**PROMPT**
Answer these questions using the Bob Stoops piece:
1. How many of his most recent BCS bowls has Stoops lost?
2. What kind of offense is he working on this spring?
3. What is the name of his strength coach?

**TEXT SEGMENT**
* Start *

In 2008, Bob Stoops will attempt to win his fourteenth Big 12 Title in ten years and that's reassuring to a fan base resigned to the notion that their life's achievements will always best be realized vicariously. Sooner Nation citizenship is more precious than a man's best acid-washed girbauds, lax child support laws, and primo tickets to the midget auto races in Enid. Big Game Bob may not be living up to his moniker on the national stage, bricking in his last 4 BCS bowls, but pointing that out is a little awkward when he noodles us like a catfish in October. Stoops is a regional powerhouse. Sort of like the Von Erichs circa 1982. He has decided to shake it up a bit in Norman this spring, working on a no-huddle offense to increase tempo and to win his bet with strength coach Jerry Schmidt that he can give at least two of the sea manatees on his OL a myocardial infarction. As usual, Stoops will be dressed in a style known as Contemporary Flatlands Golf Prick, make outlandish projections about the quality of his team (captured so well last year by Henry James) and will go apeshit at the officials sometime around the coin flip. Something about that Stoops look of petulant contempt and perpetual grievance just says September to me.

* End *

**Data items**
* Start *

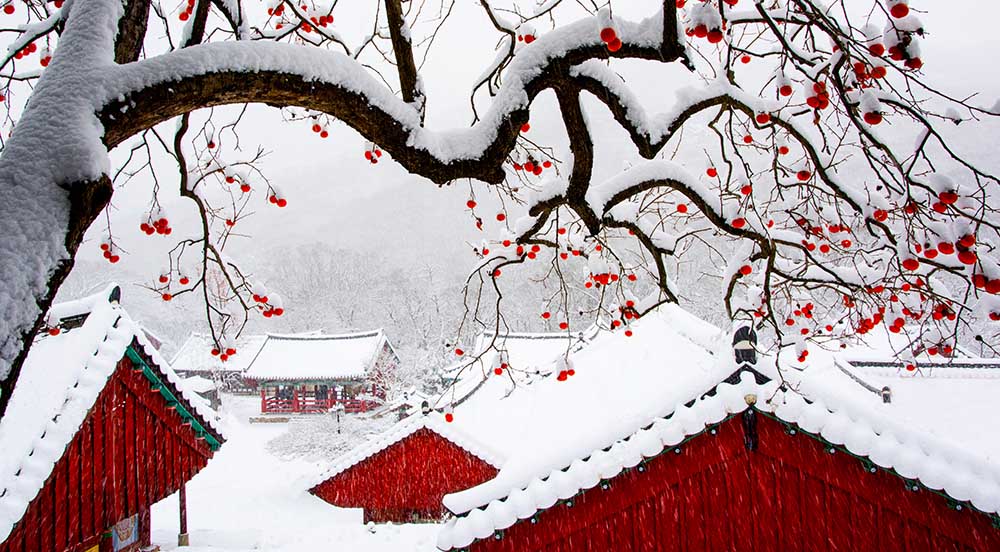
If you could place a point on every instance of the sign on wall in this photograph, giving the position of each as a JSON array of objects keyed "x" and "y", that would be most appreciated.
[{"x": 125, "y": 533}]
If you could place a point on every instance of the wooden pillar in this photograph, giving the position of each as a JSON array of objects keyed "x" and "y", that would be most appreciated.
[
  {"x": 182, "y": 538},
  {"x": 145, "y": 522}
]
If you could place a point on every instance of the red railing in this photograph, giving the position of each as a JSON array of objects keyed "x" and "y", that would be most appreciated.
[{"x": 310, "y": 404}]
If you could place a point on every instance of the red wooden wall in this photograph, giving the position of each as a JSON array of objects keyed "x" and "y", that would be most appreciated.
[
  {"x": 790, "y": 494},
  {"x": 130, "y": 452},
  {"x": 407, "y": 480}
]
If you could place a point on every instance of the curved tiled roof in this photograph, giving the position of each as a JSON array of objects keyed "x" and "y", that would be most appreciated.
[
  {"x": 432, "y": 421},
  {"x": 317, "y": 357},
  {"x": 59, "y": 383}
]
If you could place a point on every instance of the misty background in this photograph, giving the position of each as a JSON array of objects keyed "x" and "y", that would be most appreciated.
[{"x": 363, "y": 246}]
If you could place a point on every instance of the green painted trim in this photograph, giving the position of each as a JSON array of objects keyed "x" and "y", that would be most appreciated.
[{"x": 157, "y": 385}]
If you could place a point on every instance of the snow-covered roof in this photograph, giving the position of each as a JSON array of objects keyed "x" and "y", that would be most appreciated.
[
  {"x": 198, "y": 384},
  {"x": 528, "y": 356},
  {"x": 317, "y": 357},
  {"x": 620, "y": 383},
  {"x": 196, "y": 354},
  {"x": 433, "y": 421},
  {"x": 59, "y": 383},
  {"x": 940, "y": 433}
]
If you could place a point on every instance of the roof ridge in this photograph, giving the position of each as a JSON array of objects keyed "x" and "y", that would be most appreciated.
[
  {"x": 324, "y": 337},
  {"x": 931, "y": 461},
  {"x": 403, "y": 429}
]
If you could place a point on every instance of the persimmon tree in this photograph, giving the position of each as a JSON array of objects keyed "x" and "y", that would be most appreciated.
[{"x": 823, "y": 180}]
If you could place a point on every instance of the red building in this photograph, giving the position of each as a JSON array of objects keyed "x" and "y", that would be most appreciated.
[
  {"x": 732, "y": 471},
  {"x": 97, "y": 430},
  {"x": 402, "y": 474},
  {"x": 312, "y": 373},
  {"x": 660, "y": 442}
]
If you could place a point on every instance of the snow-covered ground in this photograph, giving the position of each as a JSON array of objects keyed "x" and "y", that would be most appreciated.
[{"x": 248, "y": 498}]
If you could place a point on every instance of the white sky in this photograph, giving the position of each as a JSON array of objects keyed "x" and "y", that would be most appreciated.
[{"x": 335, "y": 195}]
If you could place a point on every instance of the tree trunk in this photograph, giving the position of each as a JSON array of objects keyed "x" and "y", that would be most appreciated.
[{"x": 86, "y": 201}]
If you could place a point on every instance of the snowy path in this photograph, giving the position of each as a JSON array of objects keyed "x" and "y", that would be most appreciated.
[{"x": 247, "y": 499}]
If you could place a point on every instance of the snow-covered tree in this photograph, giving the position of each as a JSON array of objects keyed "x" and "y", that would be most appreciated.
[{"x": 810, "y": 155}]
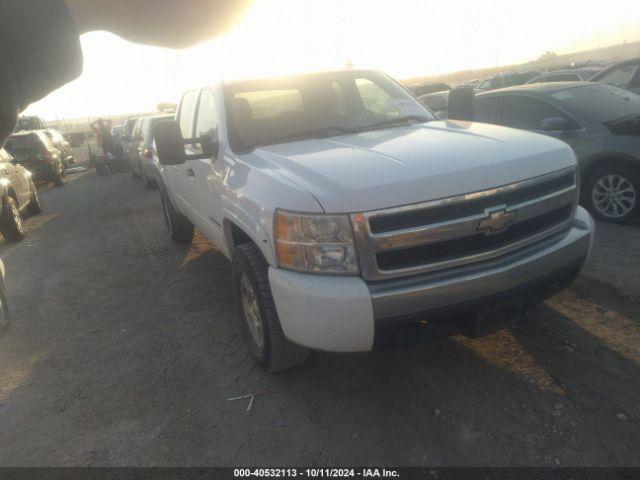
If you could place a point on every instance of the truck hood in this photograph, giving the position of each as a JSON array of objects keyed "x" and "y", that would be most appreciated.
[{"x": 412, "y": 164}]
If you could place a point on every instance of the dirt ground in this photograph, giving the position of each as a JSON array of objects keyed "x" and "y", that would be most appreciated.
[{"x": 125, "y": 350}]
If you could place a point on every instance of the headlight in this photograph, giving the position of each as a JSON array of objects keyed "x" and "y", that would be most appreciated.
[{"x": 315, "y": 243}]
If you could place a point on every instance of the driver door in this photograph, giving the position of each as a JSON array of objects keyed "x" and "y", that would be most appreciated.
[{"x": 206, "y": 176}]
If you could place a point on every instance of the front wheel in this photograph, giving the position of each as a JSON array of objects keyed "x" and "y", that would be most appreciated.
[
  {"x": 34, "y": 207},
  {"x": 179, "y": 226},
  {"x": 259, "y": 319},
  {"x": 612, "y": 194},
  {"x": 11, "y": 222},
  {"x": 58, "y": 176}
]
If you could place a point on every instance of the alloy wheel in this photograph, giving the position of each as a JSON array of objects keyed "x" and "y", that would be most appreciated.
[
  {"x": 614, "y": 196},
  {"x": 17, "y": 218}
]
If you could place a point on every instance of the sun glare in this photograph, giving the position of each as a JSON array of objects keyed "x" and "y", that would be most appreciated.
[{"x": 405, "y": 38}]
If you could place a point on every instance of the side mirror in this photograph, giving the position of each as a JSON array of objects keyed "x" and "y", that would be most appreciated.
[
  {"x": 461, "y": 104},
  {"x": 442, "y": 115},
  {"x": 555, "y": 124},
  {"x": 209, "y": 147},
  {"x": 169, "y": 143}
]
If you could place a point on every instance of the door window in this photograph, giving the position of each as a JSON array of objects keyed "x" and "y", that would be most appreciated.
[
  {"x": 187, "y": 110},
  {"x": 526, "y": 113},
  {"x": 376, "y": 99}
]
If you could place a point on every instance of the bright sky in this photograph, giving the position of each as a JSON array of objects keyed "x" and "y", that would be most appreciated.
[{"x": 405, "y": 38}]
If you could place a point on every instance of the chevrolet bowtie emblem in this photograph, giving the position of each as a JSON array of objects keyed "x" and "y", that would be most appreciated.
[{"x": 496, "y": 221}]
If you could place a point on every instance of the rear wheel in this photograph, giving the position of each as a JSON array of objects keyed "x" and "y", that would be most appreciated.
[
  {"x": 179, "y": 226},
  {"x": 57, "y": 176},
  {"x": 34, "y": 207},
  {"x": 612, "y": 194},
  {"x": 149, "y": 183},
  {"x": 259, "y": 319},
  {"x": 11, "y": 223},
  {"x": 103, "y": 170}
]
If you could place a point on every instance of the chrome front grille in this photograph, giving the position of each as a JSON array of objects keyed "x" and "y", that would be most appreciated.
[{"x": 465, "y": 229}]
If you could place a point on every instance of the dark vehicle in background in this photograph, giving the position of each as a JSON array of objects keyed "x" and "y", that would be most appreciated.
[
  {"x": 29, "y": 123},
  {"x": 421, "y": 89},
  {"x": 35, "y": 152},
  {"x": 570, "y": 75},
  {"x": 63, "y": 146},
  {"x": 76, "y": 139},
  {"x": 19, "y": 194},
  {"x": 504, "y": 80},
  {"x": 600, "y": 122},
  {"x": 142, "y": 151},
  {"x": 127, "y": 136},
  {"x": 624, "y": 75},
  {"x": 437, "y": 102}
]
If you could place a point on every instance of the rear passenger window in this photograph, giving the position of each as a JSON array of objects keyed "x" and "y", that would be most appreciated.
[
  {"x": 187, "y": 110},
  {"x": 526, "y": 113}
]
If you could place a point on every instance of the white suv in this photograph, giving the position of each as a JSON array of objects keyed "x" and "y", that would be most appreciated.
[{"x": 355, "y": 220}]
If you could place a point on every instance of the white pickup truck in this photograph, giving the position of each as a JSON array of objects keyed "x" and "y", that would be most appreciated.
[{"x": 355, "y": 220}]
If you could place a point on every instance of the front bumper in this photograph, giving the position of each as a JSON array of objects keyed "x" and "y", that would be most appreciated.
[{"x": 345, "y": 314}]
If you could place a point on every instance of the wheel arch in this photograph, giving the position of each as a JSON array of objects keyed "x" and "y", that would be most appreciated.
[
  {"x": 8, "y": 191},
  {"x": 607, "y": 160}
]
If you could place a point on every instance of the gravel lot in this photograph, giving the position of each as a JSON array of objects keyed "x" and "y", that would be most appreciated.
[{"x": 124, "y": 350}]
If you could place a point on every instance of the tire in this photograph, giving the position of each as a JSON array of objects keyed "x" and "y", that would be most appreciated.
[
  {"x": 612, "y": 194},
  {"x": 34, "y": 207},
  {"x": 57, "y": 177},
  {"x": 11, "y": 223},
  {"x": 103, "y": 170},
  {"x": 179, "y": 227},
  {"x": 134, "y": 173},
  {"x": 258, "y": 316}
]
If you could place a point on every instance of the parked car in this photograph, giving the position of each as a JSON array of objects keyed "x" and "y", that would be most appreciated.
[
  {"x": 624, "y": 75},
  {"x": 421, "y": 89},
  {"x": 507, "y": 80},
  {"x": 600, "y": 122},
  {"x": 4, "y": 308},
  {"x": 569, "y": 75},
  {"x": 29, "y": 123},
  {"x": 35, "y": 152},
  {"x": 143, "y": 151},
  {"x": 127, "y": 135},
  {"x": 63, "y": 146},
  {"x": 354, "y": 220},
  {"x": 19, "y": 194},
  {"x": 131, "y": 145},
  {"x": 76, "y": 139}
]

* End *

**RESULT OF THIS EXERCISE**
1. His last 4 BCS bowls.
2. A no-huddle offense.
3. Jerry Schmidt.